#### СПИСОК ЗАДАНИЙ
1. Перепишите отрывок из статьи о новых автократах от «Аналогия как ловушка» до «некогда опытом нацизма.», подставив «Юнга» вместо «Фрейда».
2. Какая новость из Китая, по статье о новых автократах, заставила The New York Times объявить о новой эре сильных лидеров?

#### ТЕКСТ ДЛЯ ЧТЕНИЯ
+++++
20 марта 2018Общество
232

«Новые автократы» и их секрет Полишинеля

Путин, Трамп, Орбан, Си Цзиньпин: чего они хотят на самом деле? Объясняет Митя Лебедев

текст: Митя Лебедев
Detailed_picture© Getty Images

«Китай вступает в новую эру сильных лидеров» — с таким заявлением вышла The New York Times после известия о том, что в Китае отменен лимит на пребывание одного человека во главе страны. Это открыло дорогу для неограниченного правления Си Цзиньпина, которое сегодня, впрочем, не кажется уже чем-то таким экстраординарным. В конце концов, Путин только что зашел на четвертый срок, в прошлом году Эрдоган на не самом прозрачном референдуме расширил свои полномочия, а в центре Европы премьер-министр Венгрии Виктор Орбан давно балуется с идеей «нелиберальной демократии», подгоняя под свои нужды конституцию, атакуя свободу слова и, по новой традиции, обвиняя во всех бедах Сороса.

Чем занят «новый сильный лидер»? Обычно он (именно он, а не она) отменяет «конец истории» и заявляет об альтернативе либеральной глобализации вместе с ее ценностями — от сексуальных свобод до вольной жизни прессы. Он не любит транснациональные институты вроде Европейского союза и ценит риторику национальных интересов. Плюрализму он предпочитает более однородное сообщество, тоскующее по имперскому и околоимперскому былому. Что самое печальное, никто не знает, что с этим «сильным лидером» делать — когда он больше не исключение, а новая норма.

Аналогия как ловушка

Чтобы справиться с шоком, прибегают к историческим аналогиям. Си Цзиньпин — новый Мао, Дональд Трамп — чуть ли не новый Гитлер, в России мы уже привыкли к параллелям с 1937-м — впрочем, не без оснований. Люди ринулись покупать и цитировать «Истоки тоталитаризма» Ханны Арендт. В недавнем эссе для Aeon трампизм анализируют при помощи психологии масс Фрейда и его идей о коллективной самоидентификации через лидера, единолично подменяющего моральный регулятор сверх-Я. В The Conversation на взлет Трампа взглянули при помощи исследований Теодора Адорно об авторитарной личности, продиктованных некогда опытом нацизма.
+++++
#### РАЗДЕЛ ДАННЫХ
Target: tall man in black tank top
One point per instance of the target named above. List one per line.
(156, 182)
+++++
#### ОТВЕТЫ К ЗАДАНИЯМ
1.
Аналогия как ловушка

Чтобы справиться с шоком, прибегают к историческим аналогиям. Си Цзиньпин — новый Мао, Дональд Трамп — чуть ли не новый Гитлер, в России мы уже привыкли к параллелям с 1937-м — впрочем, не без оснований. Люди ринулись покупать и цитировать «Истоки тоталитаризма» Ханны Арендт. В недавнем эссе для Aeon трампизм анализируют при помощи психологии масс Юнга и его идей о коллективной самоидентификации через лидера, единолично подменяющего моральный регулятор сверх-Я. В The Conversation на взлет Трампа взглянули при помощи исследований Теодора Адорно об авторитарной личности, продиктованных некогда опытом нацизма.

2. В Китае отменили лимит на пребывание одного человека во главе страны.